→ **Set task**
Could you output the stretch of rows from the very first line through the line containing "[234,113,256,128]", both ends included, as a numbered list with blank lines left out?

→ **Supplied data**
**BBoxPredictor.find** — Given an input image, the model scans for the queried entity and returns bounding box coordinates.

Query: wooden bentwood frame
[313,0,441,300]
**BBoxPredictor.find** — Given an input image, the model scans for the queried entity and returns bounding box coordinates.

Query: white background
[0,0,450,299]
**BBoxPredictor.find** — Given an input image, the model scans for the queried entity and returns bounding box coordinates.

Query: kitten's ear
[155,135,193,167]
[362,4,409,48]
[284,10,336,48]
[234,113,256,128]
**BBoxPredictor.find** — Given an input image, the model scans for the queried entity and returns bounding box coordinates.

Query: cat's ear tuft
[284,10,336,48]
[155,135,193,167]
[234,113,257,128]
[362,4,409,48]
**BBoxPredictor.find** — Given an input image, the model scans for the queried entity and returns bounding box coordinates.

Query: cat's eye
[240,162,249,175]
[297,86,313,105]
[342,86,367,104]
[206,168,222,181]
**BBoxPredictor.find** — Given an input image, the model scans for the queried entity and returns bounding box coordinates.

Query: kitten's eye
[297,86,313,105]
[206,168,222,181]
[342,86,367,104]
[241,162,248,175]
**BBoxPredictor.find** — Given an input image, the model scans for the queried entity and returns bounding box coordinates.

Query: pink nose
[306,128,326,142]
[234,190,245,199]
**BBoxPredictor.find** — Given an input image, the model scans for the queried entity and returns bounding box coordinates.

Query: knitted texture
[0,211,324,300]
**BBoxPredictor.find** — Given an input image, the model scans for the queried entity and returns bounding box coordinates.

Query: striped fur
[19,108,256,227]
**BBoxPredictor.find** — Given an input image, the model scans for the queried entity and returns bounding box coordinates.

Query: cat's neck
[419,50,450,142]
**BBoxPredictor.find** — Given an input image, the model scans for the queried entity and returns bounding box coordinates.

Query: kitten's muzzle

→ **The completed task**
1. **BBoxPredictor.find** — Given an input image, the model scans for the queried entity and returns bounding box coordinates.
2. Query: wooden bentwood frame
3. [313,0,441,300]
4. **BBoxPredictor.find** — Given an input image, the model scans for the queried entity and returns bounding box coordinates.
5. Query: white background
6. [0,0,450,299]
7. **BBoxPredictor.find** — Given an input image, the model scans for the queried entity and returns bounding box coordinates.
8. Query: kitten's ear
9. [155,135,193,167]
10. [362,4,409,48]
11. [284,10,336,48]
12. [234,113,256,128]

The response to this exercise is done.